**DOCUMENT EXTRACT**
Bioinformatics

The widespread use of electronic health records has sparked a revolution in medicine, but physicians and researchers have just begun to scratch the surface of the dizzying complexity of data in these systems, and begin using it to improve the quality of health care. In 2017, the University of Chicago Medicine Center for Healthcare Delivery Sciences and Innovation (HDSI) announced a collaboration with Google to develop new machine-learning techniques to create predictive models that could help prevent unplanned hospital readmissions, avoid costly complications, and save lives.

This week, researchers from Google, UChicago Medicine, the University of California-San Francisco, and Stanford University published a study detailing the results of the first of these collaborations. They found that software models using de-identified data from medical records could accurately predict unplanned readmissions to the hospital, prolonged length of stay, discharge diagnoses, and even early deaths in the hospital.

Samuel Volchenboum, MD, PhD, MS, associate professor of pediatrics and director of the Center for Research Informatics (CRI) at UChicago Medicine, is a co-author on the study, and worked with Google to develop the new predictive models. We spoke to him about the new study, why the HDSI decided to collaborate with Google, and what he thinks it’s possible to learn from electronic health records.

UChicago Medicine: Hospitals have been pouring a lot of data into electronic health records for years, but how well has it been used? How many hospitals are getting useful information out of EHRs to improve care instead of just record keeping?

Samuel Volchenboum: Remember, electronic health record systems were initially developed to keep track of billing. They traditionally have not been a good way to track someone’s medical history and progress, though the systems certainly have come a long way. Building a data warehouse capable of supporting research requires a dedicated team of data wranglers and software engineers to transform and clean up the data. Most EHRs therefore support clinical care in the most rudimentary ways - displaying results, creating data visualizations, or providing some clinical decision support - for example, alerting the physician when she is ordering a medication to which the patient has a documented allergy. But we are a long way from truly leveraging clinical information systems to make complex predictions about patients and their environments. This will require a coordinated effort to design and implement better data collection systems as well a culture shift towards more investment on the part of clinicians to be better data stewards.

**EXTRACTED RECORDS**
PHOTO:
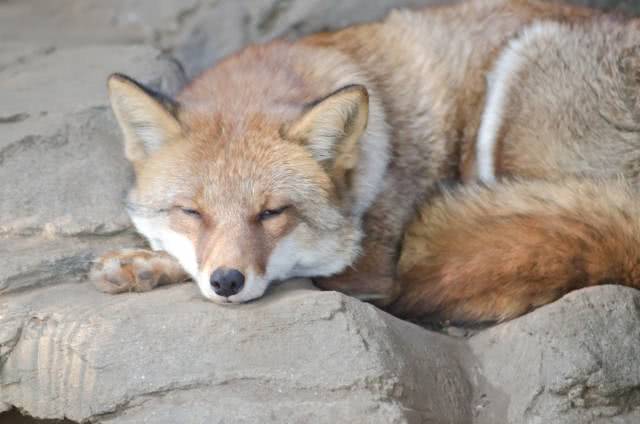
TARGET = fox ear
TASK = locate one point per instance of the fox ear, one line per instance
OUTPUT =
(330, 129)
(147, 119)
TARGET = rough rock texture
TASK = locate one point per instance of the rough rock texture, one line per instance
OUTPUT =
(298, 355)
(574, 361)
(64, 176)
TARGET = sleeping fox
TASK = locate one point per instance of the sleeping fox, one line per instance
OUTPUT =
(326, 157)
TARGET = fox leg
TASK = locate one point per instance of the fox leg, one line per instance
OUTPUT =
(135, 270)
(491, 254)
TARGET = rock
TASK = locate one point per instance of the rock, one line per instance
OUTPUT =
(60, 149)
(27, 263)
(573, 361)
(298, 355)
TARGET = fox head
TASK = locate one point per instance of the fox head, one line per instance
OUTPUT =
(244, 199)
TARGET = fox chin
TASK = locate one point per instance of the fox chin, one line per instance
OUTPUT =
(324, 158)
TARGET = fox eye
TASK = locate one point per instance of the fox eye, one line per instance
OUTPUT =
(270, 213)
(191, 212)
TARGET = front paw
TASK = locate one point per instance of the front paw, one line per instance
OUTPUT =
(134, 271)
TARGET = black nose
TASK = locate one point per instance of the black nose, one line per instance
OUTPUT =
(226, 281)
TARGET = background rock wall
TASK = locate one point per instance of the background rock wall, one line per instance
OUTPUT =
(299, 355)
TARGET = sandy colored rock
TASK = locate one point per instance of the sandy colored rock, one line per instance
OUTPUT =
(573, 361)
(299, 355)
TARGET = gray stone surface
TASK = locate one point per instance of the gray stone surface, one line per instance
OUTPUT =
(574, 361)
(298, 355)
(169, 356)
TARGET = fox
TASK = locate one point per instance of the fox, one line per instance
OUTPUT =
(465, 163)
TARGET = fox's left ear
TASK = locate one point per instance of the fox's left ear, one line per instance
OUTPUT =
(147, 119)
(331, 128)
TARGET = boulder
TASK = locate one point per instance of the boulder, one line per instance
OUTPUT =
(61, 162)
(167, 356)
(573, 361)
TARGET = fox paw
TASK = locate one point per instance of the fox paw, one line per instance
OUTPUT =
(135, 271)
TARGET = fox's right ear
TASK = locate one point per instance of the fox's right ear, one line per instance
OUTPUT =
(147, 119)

**EXERCISE PROMPT**
Continue the interview above on using electronic health records to predict hospital outcomes, starting right after its last sentence.

**RESPONSE BELOW**
This first paper focuses on predicting events like in-hospital mortality, readmissions, length of stay, and discharge. Why were these endpoints the first focus of study?

There is a literature on predicting things like mortality and length-of-stay, so there were convenient benchmarks for comparison. And to be frank, these are not the most vexing and difficult questions. It will be fascinating to see what kinds of predictions can be made that take into account the interactions between patients and their environments. For instance, when several patients are transferred to the ICU, do waiting times increase in the Emergency Department? And what can be done to intervene to prevent this?

What kind of work is already being done at UChicago Medicine to leverage data from EHRs?

The Center for Research Informatics has been refining the clinical research data warehouse (CRDW) since its inception in 2012. To date, over 600 projects have been enabled by the CRDW. The Section of Gastroenterology in the Department of Medicine has developed the extremely powerful and rich GeneSys data mart, directed by Joel Pekow, MD, and powered by data extracted from the CRDW. Matt Churpek, MD, MPH, PhD, has built a highly-successful algorithmic research program, in part by harnessing the highly-curated and rich data in the CRDW to enable his work on predicting hospital events.

Why partner with Google? What can this partnership contribute back to patient care at UChicago Medicine?

Most people assume that the benefit of working with Google is their access to vast amounts of computing resources. While it is true that Google does leverage large amounts of computing power and storage, the true value of the collaboration is in combining the clinical expertise and data from University of Chicago with the machine learning expertise at Google.

What steps have been taken to ensure privacy of patient data?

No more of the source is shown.